Se sia possibile conoscere davvero un’altra persona è un fatto su cui si spendono parole dalla notte dei tempi. E ci sono generi cinematografici, come il thriller, l’horror o la fantascienza, per i quali questo tema è un filone d’oro praticamente da quando i Lumiére hanno acceso il primo proiettore. La paura e l’orrore di non conoscere chi ci sta vicino, di scoprirlo diverso da come è sempre stato o semplicemente dall’idea che ci siamo fatti, credo sia una delle cose più terrificanti che possa essere rappresentata dal cinema di genere. Paradossalmente forse più pauroso della paura per eccellenza, la morte, perché questo è qualcosa che mina alla base la nostra realtà, uno squarcio orribile da cui filtra una luce in grado di cambiarci l’esistenza.

(Voci del dataset)
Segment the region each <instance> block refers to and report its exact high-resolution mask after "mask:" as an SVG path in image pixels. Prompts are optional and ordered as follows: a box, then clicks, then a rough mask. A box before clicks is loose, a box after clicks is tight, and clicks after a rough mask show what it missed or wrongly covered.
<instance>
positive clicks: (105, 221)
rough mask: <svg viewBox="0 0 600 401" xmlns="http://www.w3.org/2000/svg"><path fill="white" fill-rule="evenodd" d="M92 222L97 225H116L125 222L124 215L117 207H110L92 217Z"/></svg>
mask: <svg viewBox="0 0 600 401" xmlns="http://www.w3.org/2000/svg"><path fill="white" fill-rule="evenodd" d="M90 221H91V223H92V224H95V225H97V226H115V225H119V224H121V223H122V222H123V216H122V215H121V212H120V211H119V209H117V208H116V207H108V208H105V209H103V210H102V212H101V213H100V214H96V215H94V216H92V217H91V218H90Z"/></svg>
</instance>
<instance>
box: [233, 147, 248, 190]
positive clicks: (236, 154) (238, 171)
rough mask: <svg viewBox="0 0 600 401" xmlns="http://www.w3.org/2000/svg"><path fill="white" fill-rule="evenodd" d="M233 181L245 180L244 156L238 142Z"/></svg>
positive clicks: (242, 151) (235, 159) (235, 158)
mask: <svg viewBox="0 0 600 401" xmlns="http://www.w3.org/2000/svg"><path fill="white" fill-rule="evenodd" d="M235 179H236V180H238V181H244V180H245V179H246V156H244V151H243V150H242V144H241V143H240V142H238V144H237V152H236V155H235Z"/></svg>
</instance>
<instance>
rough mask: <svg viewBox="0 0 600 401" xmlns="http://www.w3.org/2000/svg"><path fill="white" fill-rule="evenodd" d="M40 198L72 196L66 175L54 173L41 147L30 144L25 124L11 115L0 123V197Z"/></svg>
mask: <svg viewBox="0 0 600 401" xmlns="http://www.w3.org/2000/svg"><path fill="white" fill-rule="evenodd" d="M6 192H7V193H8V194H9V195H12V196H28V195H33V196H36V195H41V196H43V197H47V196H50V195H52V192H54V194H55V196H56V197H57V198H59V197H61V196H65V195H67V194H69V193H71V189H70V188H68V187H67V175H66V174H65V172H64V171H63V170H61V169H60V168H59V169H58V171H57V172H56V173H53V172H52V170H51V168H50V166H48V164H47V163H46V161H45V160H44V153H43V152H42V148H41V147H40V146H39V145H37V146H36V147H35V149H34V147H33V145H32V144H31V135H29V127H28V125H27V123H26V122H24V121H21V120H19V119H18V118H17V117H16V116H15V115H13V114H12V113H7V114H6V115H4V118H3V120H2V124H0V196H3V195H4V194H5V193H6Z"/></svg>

=== Applica quanto letto ===
- 1) Rispondi a queste domande sul testo dedicato al cinema di genere:
(a) Quali generi cinematografici vengono nominati?
(b) Da quando, secondo il testo, il tema è un filone d'oro per quei generi?
(c) Che cosa viene chiamato "la paura per eccellenza"?
- 2) Indica se ciascuna affermazione concorda con il testo sul cinema di genere. Per ognuna rispondi sì o no e cita le parole del testo che lo stabiliscono.
(a) La paura di non conoscere chi ci sta vicino viene presentata come meno spaventosa della morte.
(b) Ci si chiede solo da poco tempo se sia possibile conoscere davvero un'altra persona.
(c) La fantascienza è uno dei generi per cui questo tema è un filone d'oro.
- 3) Prosegui il testo sul cinema di genere e sulla paura di non conoscere chi ci sta vicino, partendo dopo la sua ultima frase.

=== Risposte per numero ===
- 1)
(a) Il thriller, l'horror e la fantascienza.
(b) Praticamente da quando i Lumiére hanno acceso il primo proiettore.
(c) La morte.

- 2)
(a) No: "Paradossalmente forse più pauroso della paura per eccellenza, la morte".
(b) No: "è un fatto su cui si spendono parole dalla notte dei tempi".
(c) Sì: "come il thriller, l’horror o la fantascienza, per i quali questo tema è un filone d’oro".

- 3)
L’antologia Notte buia, niente stelle di Stephen King contiene il racconto “Un bel matrimonio”, in cui una donna felicemente sposata da ventisette anni scopre che il marito è un serial killer. King, lo sapete meglio di me, attinge dalla realtà molto più di quanto si creda possibile, e infatti quella vicenda era liberamente ispirata a Dennis Rader, conosciuto come BTK (Bind, Torture and Kill), il serial killer che in Kansas ha ucciso dieci persone tra il 1974 e il 1991. Ma avrebbe potuto tranquillamente essere ispirato a un’altra vicenda, quella di Theodor Robert Bundy, l’uomo che nel 1975 venne arrestato per tentata aggressione e successivamente accusato di una serie crescente di omicidi di giovani donne. E avrebbe potuto basarsi probabilmente su decine o centinaia di altre storie simili, dove uno psicopatico, capace di gesti di una violenza e una crudeltà inaudite, è indistinguibile dalle persone che quotidianamente affollano la nostra vita, se addirittura non è una delle persone che amiamo.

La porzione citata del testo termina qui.